§ **ARTICLE**:
────────────────

Amour et
souffrance
« Oui, je désire que
vous sachiez quelle dure bataille je dois livrer pour vous ».
La souffrance est une
“constante” dans la vie des saints.
Seraient-ils tous
masochistes au point d’aimer se faire mal et de souhaiter les pires
souffrances pour arriver à leur fin : le Paradis ?
Penser cela serait une
erreur monumentale : les saints aiment la souffrance tout simplement
par amour : de Dieu d’abord, et pour le salut de leurs frères
ensuite. Ils « complètent en leur chair ce qui manque aux
épreuves du Christ » ,
comme nous l’enseigne saint Paul.
Parmi ces saints et
bienheureux qui ont librement accepté ces douloureuses épreuves,
Alexandrina de Balasar occupe une place de choix : non seulement
elle a enduré les affres de la passion chaque vendredi, mais en plus
de cela elle accepta encore d’autres souffrances pour le salut de
ses frères.
L’obéissance était
aussi l’un de ses “points forts” : elle n’acceptait jamais une
mission sans d’abord consulter son Directeur spirituel, car Jésus
lui-même lui avait dit un jour : « obéis-lui en tout ».
C’est pourquoi, quand
le Seigneur l’a invitée à devenir victime, en lui posant cette
question : « Veux-tu me donner ton corps pour que je le
crucifie ? », et après avoir rajouté ce que l’acceptation
entraînerait : « Mais j’exige de toi de nombreuses et grandes
souffrances », Alexandrina jugea bon de demander conseil à son
Père spirituel :
« Que dois-je faire?

────────────────

§ **Entrées de pointage d'objets nommés**:
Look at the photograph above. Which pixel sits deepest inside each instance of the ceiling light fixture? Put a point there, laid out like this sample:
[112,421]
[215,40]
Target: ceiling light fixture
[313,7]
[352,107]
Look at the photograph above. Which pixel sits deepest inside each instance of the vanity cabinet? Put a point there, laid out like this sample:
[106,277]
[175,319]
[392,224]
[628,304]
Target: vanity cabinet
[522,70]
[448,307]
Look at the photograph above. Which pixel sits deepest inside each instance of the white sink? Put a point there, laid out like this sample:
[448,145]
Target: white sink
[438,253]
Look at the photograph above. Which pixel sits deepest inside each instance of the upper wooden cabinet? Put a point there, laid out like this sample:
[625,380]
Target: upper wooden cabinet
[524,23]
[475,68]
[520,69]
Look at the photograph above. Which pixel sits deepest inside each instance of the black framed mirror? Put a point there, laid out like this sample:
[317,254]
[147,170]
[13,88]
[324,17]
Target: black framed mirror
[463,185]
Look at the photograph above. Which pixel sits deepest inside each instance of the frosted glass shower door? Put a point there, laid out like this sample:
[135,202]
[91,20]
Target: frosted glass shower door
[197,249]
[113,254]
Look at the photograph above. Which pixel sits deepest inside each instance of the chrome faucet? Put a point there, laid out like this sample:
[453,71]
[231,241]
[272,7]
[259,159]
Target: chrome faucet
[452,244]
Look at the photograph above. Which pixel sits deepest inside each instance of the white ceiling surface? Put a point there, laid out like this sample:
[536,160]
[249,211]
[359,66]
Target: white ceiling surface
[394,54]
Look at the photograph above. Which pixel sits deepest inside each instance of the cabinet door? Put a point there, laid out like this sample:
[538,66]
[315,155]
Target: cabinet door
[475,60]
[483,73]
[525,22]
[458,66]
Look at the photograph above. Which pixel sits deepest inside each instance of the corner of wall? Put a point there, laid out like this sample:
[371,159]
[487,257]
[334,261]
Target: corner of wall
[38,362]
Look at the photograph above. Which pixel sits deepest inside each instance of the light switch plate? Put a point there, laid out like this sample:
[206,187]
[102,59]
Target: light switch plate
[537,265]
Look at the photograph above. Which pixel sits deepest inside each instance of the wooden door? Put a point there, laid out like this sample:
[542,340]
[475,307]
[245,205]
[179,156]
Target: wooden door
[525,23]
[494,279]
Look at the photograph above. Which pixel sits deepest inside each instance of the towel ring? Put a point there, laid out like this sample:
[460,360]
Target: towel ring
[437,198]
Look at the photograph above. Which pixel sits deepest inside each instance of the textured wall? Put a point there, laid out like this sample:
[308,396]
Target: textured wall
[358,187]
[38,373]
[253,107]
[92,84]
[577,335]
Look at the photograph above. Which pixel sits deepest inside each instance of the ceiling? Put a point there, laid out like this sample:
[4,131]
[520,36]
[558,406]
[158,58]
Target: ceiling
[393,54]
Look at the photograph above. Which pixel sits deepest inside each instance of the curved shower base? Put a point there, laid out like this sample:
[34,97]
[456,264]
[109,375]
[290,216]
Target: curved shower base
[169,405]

────────────────

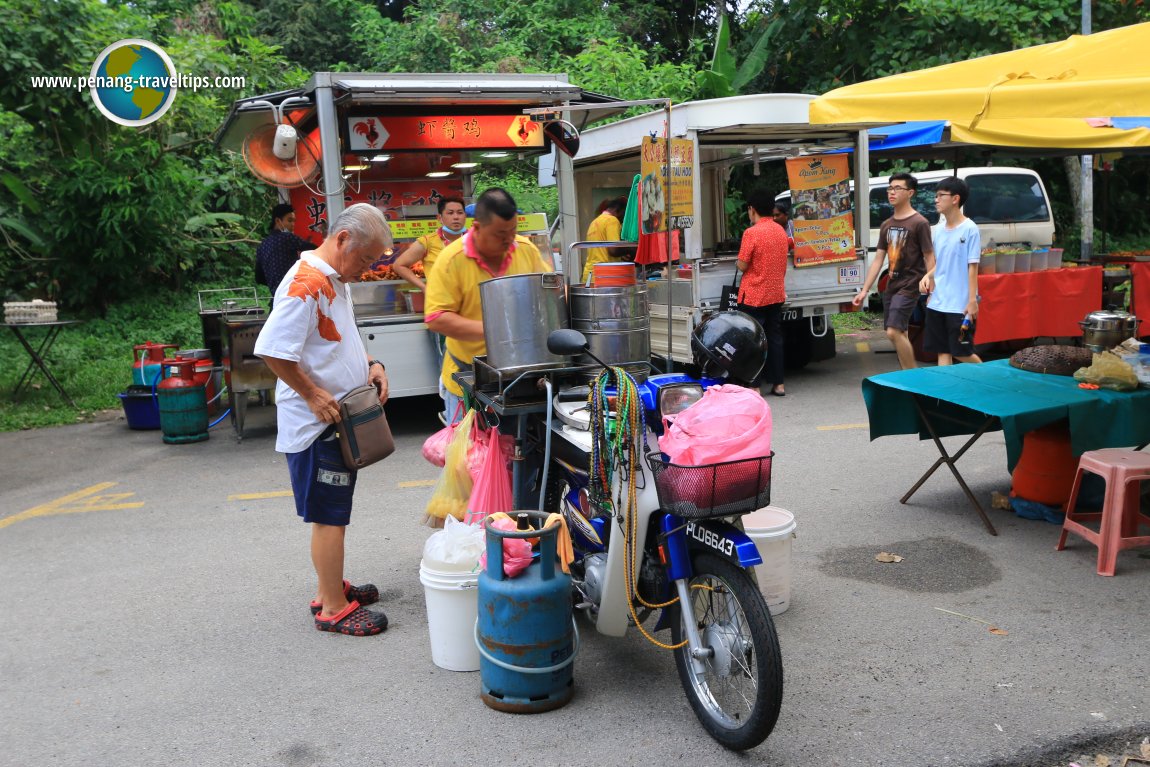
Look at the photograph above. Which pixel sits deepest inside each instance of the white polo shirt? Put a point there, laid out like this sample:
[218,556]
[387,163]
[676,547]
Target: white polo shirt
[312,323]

────────────────

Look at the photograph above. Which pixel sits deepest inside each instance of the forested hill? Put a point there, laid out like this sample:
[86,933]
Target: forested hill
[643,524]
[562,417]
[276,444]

────────────────

§ **CONSIGNES**:
1. D'après l'article, quelle parole Jésus avait-il dite un jour à Alexandrina au sujet de son Directeur spirituel ?
2. Relevez chaque ligne contenant la chaîne « polo », en tenant compte de la casse.

§ **RÉPONSES ATTENDUES**:
1. Il lui avait dit : « obéis-lui en tout ».

2.
Look at the photograph above. Which pixel sits deepest inside each instance of the white polo shirt? Put a point there, laid out like this sample:
Target: white polo shirt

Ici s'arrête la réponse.